§ **Task**
Would you copy only the lines below, beginning with the one that contains "For the mapping pass, tag each instance of the lace" and running through the last entry line?

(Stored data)

-----

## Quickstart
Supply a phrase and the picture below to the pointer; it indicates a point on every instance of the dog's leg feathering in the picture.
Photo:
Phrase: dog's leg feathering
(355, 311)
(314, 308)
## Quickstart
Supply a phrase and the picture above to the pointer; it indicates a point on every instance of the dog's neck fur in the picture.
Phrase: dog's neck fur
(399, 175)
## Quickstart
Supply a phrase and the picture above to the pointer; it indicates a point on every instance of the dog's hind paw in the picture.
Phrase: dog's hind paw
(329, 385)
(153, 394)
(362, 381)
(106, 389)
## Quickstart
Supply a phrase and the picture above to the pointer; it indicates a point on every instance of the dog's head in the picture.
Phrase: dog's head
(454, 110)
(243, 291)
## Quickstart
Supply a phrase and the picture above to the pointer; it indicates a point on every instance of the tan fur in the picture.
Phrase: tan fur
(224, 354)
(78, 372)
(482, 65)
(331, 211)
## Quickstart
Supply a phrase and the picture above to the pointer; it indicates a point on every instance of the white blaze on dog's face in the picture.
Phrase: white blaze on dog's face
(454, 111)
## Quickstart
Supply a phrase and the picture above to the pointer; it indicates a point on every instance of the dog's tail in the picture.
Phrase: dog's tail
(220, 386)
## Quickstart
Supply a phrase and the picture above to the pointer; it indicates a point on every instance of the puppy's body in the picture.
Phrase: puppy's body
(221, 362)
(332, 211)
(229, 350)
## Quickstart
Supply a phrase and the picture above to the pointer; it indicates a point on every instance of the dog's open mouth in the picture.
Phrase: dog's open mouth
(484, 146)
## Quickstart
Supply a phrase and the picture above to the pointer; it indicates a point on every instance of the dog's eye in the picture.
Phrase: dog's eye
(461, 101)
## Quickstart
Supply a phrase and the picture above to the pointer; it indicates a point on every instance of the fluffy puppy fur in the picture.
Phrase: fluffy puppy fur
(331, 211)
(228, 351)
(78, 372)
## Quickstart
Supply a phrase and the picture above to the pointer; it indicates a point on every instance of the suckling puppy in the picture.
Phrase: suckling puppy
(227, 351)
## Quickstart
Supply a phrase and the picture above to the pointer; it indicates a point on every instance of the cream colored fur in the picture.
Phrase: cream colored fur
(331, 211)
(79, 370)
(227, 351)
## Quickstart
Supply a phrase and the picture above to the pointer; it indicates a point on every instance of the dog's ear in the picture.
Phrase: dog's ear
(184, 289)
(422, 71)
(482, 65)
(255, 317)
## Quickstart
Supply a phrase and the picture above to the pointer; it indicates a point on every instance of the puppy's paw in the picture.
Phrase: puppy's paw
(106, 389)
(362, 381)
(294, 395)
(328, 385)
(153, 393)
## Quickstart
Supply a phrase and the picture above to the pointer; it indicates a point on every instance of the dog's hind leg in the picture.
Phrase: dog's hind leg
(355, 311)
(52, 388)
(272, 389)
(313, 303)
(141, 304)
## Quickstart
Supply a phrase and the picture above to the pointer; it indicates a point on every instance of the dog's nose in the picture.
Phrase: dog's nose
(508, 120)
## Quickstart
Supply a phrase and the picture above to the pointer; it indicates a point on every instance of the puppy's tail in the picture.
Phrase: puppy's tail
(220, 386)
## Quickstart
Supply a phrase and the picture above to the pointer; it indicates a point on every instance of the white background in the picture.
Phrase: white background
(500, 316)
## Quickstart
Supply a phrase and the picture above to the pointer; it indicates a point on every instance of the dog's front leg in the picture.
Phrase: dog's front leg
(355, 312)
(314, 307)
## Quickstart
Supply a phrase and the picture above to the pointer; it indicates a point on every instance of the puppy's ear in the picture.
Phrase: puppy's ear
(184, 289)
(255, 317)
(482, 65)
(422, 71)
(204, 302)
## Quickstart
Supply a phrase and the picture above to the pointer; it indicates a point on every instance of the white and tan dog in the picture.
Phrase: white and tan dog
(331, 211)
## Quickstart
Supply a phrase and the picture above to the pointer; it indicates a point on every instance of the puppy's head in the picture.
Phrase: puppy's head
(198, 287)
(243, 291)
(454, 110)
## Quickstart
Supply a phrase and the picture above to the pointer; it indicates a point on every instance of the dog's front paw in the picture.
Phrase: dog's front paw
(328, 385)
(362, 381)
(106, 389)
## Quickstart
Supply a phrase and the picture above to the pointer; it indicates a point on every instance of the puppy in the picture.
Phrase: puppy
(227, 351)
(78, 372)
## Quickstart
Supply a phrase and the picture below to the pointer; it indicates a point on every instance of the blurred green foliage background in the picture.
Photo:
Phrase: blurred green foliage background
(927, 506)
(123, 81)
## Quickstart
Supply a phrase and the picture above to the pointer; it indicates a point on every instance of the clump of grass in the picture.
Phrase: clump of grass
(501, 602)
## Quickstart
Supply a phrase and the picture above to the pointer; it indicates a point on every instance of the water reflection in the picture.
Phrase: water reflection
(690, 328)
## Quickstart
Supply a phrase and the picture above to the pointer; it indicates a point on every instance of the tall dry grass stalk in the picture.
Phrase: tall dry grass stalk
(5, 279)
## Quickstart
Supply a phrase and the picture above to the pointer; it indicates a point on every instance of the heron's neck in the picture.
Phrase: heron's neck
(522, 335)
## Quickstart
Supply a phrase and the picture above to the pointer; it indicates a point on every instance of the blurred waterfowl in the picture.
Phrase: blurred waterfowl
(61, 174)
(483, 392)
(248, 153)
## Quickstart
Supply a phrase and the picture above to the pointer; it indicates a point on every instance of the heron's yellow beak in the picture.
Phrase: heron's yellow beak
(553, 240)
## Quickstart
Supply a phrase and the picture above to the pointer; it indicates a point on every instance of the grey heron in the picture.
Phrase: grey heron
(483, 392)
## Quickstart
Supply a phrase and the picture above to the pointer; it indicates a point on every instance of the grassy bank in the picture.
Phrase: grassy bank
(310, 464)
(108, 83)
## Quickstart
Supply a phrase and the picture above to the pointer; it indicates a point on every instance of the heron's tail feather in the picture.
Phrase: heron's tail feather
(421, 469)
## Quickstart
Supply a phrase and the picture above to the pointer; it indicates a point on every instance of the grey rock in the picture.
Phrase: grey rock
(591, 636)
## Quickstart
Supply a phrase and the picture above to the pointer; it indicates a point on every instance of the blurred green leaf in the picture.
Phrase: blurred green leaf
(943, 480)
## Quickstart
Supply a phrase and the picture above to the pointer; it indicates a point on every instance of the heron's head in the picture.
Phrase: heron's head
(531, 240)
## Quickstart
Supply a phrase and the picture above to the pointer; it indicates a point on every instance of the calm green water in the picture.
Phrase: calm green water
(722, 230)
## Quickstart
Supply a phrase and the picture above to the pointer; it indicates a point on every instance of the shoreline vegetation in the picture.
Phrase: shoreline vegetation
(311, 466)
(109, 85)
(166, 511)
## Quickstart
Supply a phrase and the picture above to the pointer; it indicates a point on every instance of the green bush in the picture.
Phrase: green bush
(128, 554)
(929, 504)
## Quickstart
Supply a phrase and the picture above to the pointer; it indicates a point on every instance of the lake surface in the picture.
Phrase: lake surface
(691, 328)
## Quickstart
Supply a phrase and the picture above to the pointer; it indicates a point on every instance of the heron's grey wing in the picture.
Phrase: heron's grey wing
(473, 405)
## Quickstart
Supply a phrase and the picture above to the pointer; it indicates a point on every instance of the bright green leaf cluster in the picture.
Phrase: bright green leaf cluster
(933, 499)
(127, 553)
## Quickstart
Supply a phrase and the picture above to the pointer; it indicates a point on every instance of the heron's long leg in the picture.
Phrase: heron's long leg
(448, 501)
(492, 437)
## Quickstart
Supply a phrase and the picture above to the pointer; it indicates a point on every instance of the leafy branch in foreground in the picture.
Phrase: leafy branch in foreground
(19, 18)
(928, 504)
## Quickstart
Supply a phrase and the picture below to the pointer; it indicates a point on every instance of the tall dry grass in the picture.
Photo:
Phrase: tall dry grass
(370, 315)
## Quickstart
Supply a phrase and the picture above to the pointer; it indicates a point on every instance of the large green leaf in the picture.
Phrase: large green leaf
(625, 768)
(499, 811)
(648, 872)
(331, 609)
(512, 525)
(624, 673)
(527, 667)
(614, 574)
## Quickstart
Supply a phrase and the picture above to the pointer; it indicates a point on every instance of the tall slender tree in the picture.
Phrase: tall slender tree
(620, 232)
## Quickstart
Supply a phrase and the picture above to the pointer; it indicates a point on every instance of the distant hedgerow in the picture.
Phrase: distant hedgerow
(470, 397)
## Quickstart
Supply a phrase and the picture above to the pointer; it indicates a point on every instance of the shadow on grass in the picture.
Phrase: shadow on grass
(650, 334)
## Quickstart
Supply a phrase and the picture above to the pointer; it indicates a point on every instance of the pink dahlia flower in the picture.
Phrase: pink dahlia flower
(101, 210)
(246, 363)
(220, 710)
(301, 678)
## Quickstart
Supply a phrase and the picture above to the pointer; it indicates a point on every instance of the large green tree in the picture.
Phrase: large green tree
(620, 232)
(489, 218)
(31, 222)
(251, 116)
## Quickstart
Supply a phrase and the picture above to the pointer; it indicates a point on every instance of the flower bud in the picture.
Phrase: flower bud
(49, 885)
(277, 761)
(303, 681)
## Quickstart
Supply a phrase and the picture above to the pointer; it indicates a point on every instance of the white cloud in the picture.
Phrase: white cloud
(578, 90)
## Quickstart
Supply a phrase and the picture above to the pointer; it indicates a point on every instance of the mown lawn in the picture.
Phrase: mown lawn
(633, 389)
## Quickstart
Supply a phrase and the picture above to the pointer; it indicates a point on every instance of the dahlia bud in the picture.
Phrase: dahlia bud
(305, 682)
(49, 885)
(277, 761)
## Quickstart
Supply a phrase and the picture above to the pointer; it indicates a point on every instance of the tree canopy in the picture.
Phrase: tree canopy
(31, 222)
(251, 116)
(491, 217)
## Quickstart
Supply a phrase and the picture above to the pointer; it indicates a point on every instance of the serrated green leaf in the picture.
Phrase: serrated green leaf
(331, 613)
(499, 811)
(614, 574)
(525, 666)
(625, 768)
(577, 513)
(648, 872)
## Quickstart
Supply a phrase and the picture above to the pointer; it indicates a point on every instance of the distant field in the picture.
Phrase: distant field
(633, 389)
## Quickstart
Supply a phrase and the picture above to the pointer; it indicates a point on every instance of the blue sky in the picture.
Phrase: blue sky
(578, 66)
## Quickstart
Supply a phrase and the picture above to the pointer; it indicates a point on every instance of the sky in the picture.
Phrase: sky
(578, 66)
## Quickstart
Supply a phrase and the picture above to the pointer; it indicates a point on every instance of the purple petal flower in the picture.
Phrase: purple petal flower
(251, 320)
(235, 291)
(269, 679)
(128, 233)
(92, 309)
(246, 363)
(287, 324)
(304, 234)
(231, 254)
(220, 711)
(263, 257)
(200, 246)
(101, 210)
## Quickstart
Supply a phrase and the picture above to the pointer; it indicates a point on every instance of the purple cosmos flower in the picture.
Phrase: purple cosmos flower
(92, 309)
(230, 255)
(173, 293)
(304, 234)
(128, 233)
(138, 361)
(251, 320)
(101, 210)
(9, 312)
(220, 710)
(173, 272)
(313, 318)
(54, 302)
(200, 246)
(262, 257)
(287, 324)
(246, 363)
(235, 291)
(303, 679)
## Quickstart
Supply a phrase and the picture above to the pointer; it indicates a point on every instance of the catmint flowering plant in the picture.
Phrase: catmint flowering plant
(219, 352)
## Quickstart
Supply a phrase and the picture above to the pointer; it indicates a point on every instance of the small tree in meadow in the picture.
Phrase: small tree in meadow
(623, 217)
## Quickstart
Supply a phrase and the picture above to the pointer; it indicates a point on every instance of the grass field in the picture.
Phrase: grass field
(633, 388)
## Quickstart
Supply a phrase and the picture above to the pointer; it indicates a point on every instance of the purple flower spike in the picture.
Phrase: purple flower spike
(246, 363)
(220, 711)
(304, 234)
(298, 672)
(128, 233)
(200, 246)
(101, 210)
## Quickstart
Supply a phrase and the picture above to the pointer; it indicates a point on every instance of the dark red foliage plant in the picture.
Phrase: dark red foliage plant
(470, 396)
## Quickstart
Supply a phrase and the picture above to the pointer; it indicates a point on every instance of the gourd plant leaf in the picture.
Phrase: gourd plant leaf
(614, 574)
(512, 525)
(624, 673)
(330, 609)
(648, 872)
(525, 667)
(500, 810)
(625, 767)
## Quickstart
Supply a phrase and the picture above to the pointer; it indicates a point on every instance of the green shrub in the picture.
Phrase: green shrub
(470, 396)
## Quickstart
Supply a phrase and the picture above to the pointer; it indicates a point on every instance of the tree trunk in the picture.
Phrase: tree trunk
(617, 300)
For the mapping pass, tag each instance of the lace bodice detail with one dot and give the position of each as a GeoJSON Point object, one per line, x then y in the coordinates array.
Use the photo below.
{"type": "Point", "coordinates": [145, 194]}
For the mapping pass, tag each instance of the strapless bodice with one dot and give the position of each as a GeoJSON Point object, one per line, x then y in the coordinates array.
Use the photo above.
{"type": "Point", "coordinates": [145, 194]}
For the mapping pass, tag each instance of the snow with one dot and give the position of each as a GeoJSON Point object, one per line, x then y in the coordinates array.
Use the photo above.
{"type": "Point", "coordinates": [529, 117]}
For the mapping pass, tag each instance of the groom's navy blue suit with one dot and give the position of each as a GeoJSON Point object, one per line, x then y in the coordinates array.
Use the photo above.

-----

§ **Finished task**
For the mapping pass, tag each instance of the lace bodice detail with one dot and give the position of each as a GeoJSON Point object, one per line, x then y in the coordinates array.
Use the photo below.
{"type": "Point", "coordinates": [145, 194]}
For the mapping pass, tag each instance of the strapless bodice with one dot and give the position of each as a GeoJSON Point object, one per line, x then y in the coordinates array.
Use the photo above.
{"type": "Point", "coordinates": [145, 194]}
For the mapping pass, tag each instance of the snow with one dot and give the position of each as a GeoJSON Point object, one per line, x then y in the coordinates array.
Use the photo above.
{"type": "Point", "coordinates": [529, 117]}
For the mapping pass, tag each instance of the groom's navy blue suit with one dot and give the position of each as a GeoJSON Point object, one per line, x then y in the coordinates array.
Use the photo above.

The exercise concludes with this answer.